- Supplied records:
#####

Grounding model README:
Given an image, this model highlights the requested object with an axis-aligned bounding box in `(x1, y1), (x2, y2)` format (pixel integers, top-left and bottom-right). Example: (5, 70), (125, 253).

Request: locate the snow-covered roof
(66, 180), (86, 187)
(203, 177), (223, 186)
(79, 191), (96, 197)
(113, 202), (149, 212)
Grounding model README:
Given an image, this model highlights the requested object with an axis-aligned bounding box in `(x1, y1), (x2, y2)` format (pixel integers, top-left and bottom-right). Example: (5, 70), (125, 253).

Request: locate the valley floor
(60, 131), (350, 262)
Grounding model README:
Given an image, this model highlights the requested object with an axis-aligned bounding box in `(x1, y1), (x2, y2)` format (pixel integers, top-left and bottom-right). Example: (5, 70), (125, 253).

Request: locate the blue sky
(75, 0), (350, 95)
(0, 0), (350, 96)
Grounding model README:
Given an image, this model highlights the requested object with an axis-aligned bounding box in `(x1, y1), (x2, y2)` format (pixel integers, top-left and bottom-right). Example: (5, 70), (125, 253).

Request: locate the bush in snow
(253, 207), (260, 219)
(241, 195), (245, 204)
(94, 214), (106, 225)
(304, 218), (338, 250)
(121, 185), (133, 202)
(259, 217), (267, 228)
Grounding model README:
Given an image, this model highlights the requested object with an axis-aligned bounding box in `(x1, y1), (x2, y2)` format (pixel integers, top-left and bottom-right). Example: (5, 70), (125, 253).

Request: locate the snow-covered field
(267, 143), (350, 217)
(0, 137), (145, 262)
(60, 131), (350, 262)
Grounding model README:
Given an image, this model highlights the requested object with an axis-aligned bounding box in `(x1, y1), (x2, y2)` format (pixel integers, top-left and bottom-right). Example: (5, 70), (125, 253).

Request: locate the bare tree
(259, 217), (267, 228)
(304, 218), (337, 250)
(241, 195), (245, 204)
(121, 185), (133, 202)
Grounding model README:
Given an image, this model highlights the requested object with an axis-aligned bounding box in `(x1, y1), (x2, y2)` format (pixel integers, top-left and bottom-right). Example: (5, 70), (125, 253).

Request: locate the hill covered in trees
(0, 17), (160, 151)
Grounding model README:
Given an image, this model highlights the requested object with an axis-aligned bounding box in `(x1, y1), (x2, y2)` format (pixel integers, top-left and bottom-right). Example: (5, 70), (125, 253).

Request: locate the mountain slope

#####

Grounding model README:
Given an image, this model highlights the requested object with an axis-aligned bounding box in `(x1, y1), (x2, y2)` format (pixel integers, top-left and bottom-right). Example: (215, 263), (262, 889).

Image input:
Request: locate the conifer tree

#####

- What you will do: How many lines in the records contain the string "snow"? Case must match. Reply with the number alone.

- Completed task: 3